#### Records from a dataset
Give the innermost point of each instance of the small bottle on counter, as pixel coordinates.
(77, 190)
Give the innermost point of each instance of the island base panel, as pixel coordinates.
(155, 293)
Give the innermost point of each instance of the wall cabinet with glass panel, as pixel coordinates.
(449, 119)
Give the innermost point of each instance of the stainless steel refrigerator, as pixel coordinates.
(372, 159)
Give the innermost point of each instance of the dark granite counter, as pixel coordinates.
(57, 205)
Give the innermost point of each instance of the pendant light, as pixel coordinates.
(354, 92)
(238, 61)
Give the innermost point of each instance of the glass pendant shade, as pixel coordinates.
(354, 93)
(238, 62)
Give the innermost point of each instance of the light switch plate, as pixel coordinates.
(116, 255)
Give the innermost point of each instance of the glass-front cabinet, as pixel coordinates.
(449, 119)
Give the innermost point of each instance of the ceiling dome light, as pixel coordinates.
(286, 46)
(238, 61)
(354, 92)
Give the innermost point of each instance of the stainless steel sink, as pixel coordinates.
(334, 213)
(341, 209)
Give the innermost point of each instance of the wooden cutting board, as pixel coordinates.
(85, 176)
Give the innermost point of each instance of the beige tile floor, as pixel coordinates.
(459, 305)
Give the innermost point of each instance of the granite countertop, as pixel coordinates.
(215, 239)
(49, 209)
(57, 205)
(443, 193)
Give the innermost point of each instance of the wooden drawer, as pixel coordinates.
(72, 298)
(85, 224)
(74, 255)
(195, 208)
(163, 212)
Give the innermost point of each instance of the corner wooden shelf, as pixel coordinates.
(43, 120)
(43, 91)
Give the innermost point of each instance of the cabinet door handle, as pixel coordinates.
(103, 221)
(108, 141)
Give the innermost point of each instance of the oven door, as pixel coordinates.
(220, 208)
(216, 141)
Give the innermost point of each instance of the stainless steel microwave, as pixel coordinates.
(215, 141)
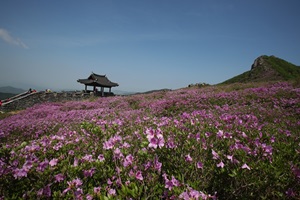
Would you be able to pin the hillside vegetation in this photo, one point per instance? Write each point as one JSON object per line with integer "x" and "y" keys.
{"x": 6, "y": 95}
{"x": 268, "y": 68}
{"x": 238, "y": 141}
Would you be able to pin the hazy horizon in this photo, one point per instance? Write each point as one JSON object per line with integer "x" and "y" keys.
{"x": 141, "y": 45}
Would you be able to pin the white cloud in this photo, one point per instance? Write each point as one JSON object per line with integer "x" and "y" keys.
{"x": 4, "y": 35}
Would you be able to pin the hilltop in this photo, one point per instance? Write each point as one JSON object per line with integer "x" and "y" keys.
{"x": 267, "y": 68}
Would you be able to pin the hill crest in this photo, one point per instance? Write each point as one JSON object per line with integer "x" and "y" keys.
{"x": 267, "y": 68}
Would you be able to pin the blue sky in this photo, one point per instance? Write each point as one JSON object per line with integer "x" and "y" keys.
{"x": 141, "y": 44}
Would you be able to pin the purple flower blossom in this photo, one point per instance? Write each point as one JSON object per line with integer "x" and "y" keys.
{"x": 188, "y": 158}
{"x": 221, "y": 164}
{"x": 87, "y": 158}
{"x": 128, "y": 160}
{"x": 199, "y": 165}
{"x": 53, "y": 162}
{"x": 153, "y": 143}
{"x": 42, "y": 166}
{"x": 101, "y": 157}
{"x": 112, "y": 192}
{"x": 89, "y": 173}
{"x": 59, "y": 177}
{"x": 19, "y": 173}
{"x": 157, "y": 165}
{"x": 139, "y": 175}
{"x": 245, "y": 166}
{"x": 215, "y": 155}
{"x": 97, "y": 190}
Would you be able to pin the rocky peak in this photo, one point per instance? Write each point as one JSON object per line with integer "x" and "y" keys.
{"x": 258, "y": 62}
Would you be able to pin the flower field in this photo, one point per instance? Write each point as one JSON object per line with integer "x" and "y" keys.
{"x": 216, "y": 142}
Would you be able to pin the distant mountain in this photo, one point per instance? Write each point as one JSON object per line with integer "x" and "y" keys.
{"x": 11, "y": 90}
{"x": 6, "y": 95}
{"x": 267, "y": 68}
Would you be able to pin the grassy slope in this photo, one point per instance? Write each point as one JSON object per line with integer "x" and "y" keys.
{"x": 284, "y": 69}
{"x": 6, "y": 95}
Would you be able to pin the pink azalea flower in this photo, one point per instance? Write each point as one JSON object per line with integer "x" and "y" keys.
{"x": 221, "y": 164}
{"x": 128, "y": 160}
{"x": 215, "y": 155}
{"x": 101, "y": 157}
{"x": 245, "y": 166}
{"x": 18, "y": 173}
{"x": 112, "y": 192}
{"x": 139, "y": 175}
{"x": 229, "y": 157}
{"x": 153, "y": 143}
{"x": 161, "y": 142}
{"x": 188, "y": 158}
{"x": 97, "y": 190}
{"x": 157, "y": 165}
{"x": 59, "y": 177}
{"x": 89, "y": 173}
{"x": 53, "y": 162}
{"x": 199, "y": 165}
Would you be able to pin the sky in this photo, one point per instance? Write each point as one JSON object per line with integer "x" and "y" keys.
{"x": 141, "y": 44}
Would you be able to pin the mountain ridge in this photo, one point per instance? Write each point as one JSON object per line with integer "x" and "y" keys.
{"x": 267, "y": 68}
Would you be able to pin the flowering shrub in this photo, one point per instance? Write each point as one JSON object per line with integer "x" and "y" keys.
{"x": 216, "y": 142}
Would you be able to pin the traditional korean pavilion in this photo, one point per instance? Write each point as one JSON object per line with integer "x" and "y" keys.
{"x": 96, "y": 80}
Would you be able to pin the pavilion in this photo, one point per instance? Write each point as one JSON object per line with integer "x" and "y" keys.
{"x": 97, "y": 80}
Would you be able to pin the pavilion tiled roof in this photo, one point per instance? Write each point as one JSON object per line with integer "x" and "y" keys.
{"x": 98, "y": 80}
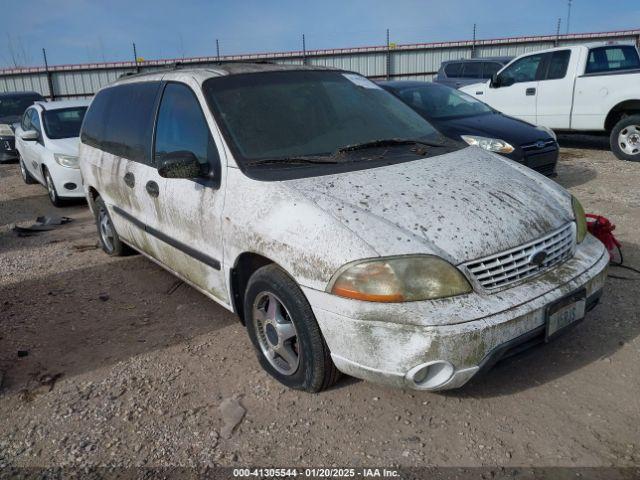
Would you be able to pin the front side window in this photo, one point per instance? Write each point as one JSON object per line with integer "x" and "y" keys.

#### Task details
Copy the data in full. No pictures belong in the copy.

#### Output below
Give the innermost point of each instance of the small bottle on counter, as pixel coordinates.
(77, 190)
Give the innermost point of each instance of the island base panel, as pixel coordinates.
(155, 293)
Give the innermost point of each instance of the wall cabinet with glass panel, as pixel coordinates.
(449, 119)
Give the innermost point of each instance of the stainless steel refrigerator, as pixel coordinates.
(372, 159)
Give the innermost point of each instance of the dark granite counter, as pixel coordinates.
(57, 205)
Give the innermost point of each instance of the pendant light, as pixel coordinates.
(354, 92)
(238, 61)
Give the innermost point of each instance of the glass pendant shade, as pixel coordinates.
(354, 93)
(238, 62)
Give the innermost point of each instance of the light switch plate, as pixel coordinates.
(116, 255)
Give the innermost point of each instance of the glass-front cabinet, as pixel coordinates.
(449, 119)
Give the innermost point of each instance of the ceiling dome light, as pixel coordinates.
(286, 46)
(238, 61)
(354, 92)
Give the innermost point of each instance of the stainless steel sink, as pixel coordinates.
(334, 213)
(341, 209)
Give the innermost point of each instance of the wooden cutting board, as pixel coordinates.
(85, 176)
Give the innermost point of each instance of the beige tile floor, as pixel coordinates.
(459, 305)
Give the innermost point of each instance of the granite countertop, as pixel coordinates.
(215, 239)
(49, 209)
(57, 205)
(443, 193)
Give the innermost point of each instance of the wooden drawer, as pixel coordinates.
(72, 298)
(85, 224)
(74, 255)
(195, 208)
(163, 212)
Give the innermost point of each instance of the corner wooden shelf, as pixel coordinates.
(43, 120)
(43, 91)
Give the innermost point of each instance of the cabinet door handle, as pixel coordinates.
(103, 221)
(108, 141)
Give the innermost point of each instance of the oven door, as pixel coordinates.
(220, 208)
(216, 141)
Give the innermost point of each instance of the stainless steel microwave, as pixel coordinates.
(215, 141)
Would you be able to pin the hillside vegetation in this photo, one point per instance? Write each point as one JSON object per line with integer "x" and "y" keys.
{"x": 6, "y": 95}
{"x": 268, "y": 68}
{"x": 238, "y": 141}
Would you be able to pin the hazy horizon in this photo, one point per instance? Write each point as one JSON object per line with integer "x" and "y" keys.
{"x": 141, "y": 45}
Would you be able to pin the white cloud in this photo, one point per instance? Write each point as one JSON object per line with integer "x" and "y" keys.
{"x": 4, "y": 35}
Would you be able to pin the hilltop in this photo, one point per instance? Write each point as one JSON object per line with integer "x" and "y" keys.
{"x": 267, "y": 68}
Would you be able to pin the hill crest in this photo, one point per instance? Write each point as one JSON object per line with integer "x" and "y" keys.
{"x": 267, "y": 68}
Would you be able to pin the blue sky in this photo, one point per instance? Write each point as one JSON object per line with integer "x" and "y" keys.
{"x": 141, "y": 44}
Would you be able to pin the purple flower blossom in this photo, one point per instance? Write each point as one JSON object per line with integer "x" and "y" keys.
{"x": 188, "y": 158}
{"x": 221, "y": 164}
{"x": 87, "y": 158}
{"x": 128, "y": 160}
{"x": 199, "y": 165}
{"x": 53, "y": 162}
{"x": 153, "y": 143}
{"x": 42, "y": 166}
{"x": 101, "y": 157}
{"x": 112, "y": 192}
{"x": 89, "y": 173}
{"x": 59, "y": 177}
{"x": 19, "y": 173}
{"x": 157, "y": 165}
{"x": 139, "y": 175}
{"x": 245, "y": 166}
{"x": 215, "y": 155}
{"x": 97, "y": 190}
Would you be able to pin the rocky peak in this photo, one point per instance? Write each point as one JSON object per line with integer "x" and "y" keys.
{"x": 258, "y": 62}
Would you be able to pin the flower field in this photo, one point per instance? Write each point as one JSON object per line with integer "x" and "y" keys.
{"x": 216, "y": 142}
Would you be able to pin the distant mountain in this photo, one point per instance? Write each point as one JSON object per line with integer "x" and "y" keys.
{"x": 11, "y": 90}
{"x": 6, "y": 95}
{"x": 267, "y": 68}
Would you be able to pin the grassy slope in this photo, one point per instance? Write each point as one JSON object per line with integer "x" and "y" keys.
{"x": 284, "y": 69}
{"x": 6, "y": 95}
Would you be able to pin the pink azalea flower in this photo, one point per instance? Write each point as one JSON object per line with integer "x" and "y" keys.
{"x": 221, "y": 164}
{"x": 128, "y": 160}
{"x": 215, "y": 155}
{"x": 101, "y": 157}
{"x": 245, "y": 166}
{"x": 18, "y": 173}
{"x": 112, "y": 192}
{"x": 139, "y": 175}
{"x": 229, "y": 157}
{"x": 153, "y": 143}
{"x": 161, "y": 142}
{"x": 188, "y": 158}
{"x": 97, "y": 190}
{"x": 157, "y": 165}
{"x": 59, "y": 177}
{"x": 89, "y": 173}
{"x": 53, "y": 162}
{"x": 199, "y": 165}
Would you be able to pin the sky in this photo, one point per instance? Write each point as one JSON object per line with integer "x" and "y" keys.
{"x": 141, "y": 44}
Would you be able to pin the mountain ridge in this photo, one point per instance? Write each point as one JSON object per line with integer "x" and "y" keys.
{"x": 267, "y": 68}
Would you be able to pin the flowering shrub in this photo, one point per instance? Write each point as one JSON object per line with integer "x" and "y" keys.
{"x": 216, "y": 142}
Would you be able to pin the traditional korean pavilion in this photo, one point per instance? Write each point as one JSON object per line with integer "x" and "y" keys.
{"x": 96, "y": 80}
Would you be able to pin the pavilion in this photo, one point per instance? Write each point as one JSON object per line with integer "x" and "y" keys.
{"x": 97, "y": 80}
Would you be able to pin the pavilion tiled roof in this photo, one point per instance? Write each point as one JSON object per line with integer "x" and "y" keys.
{"x": 98, "y": 80}
Would you be able to pin the front side window in this photo, one point per instance? Write each point as one JSON object per line with integer "x" and "y" keys.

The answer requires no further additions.